== Material for this exercise ==

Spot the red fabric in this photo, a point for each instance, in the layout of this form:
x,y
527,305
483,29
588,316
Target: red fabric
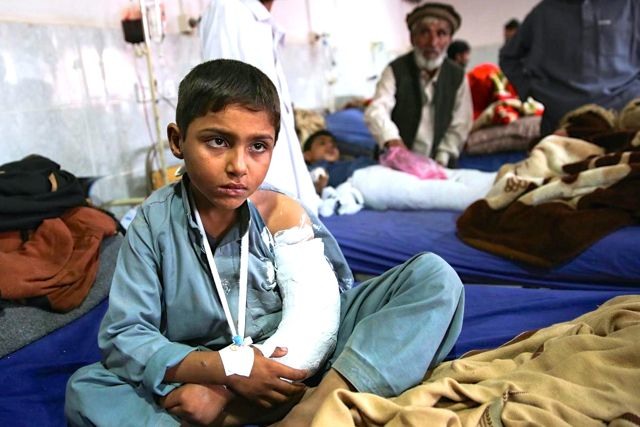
x,y
399,158
483,87
59,261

===

### Problem requirements
An exact reproduction of the data is required, with pictures excluded.

### Expected output
Spot the red fabric in this photo, a point for each instance, in the layout of this form:
x,y
527,305
483,29
588,316
Target: red fabric
x,y
399,158
483,87
59,261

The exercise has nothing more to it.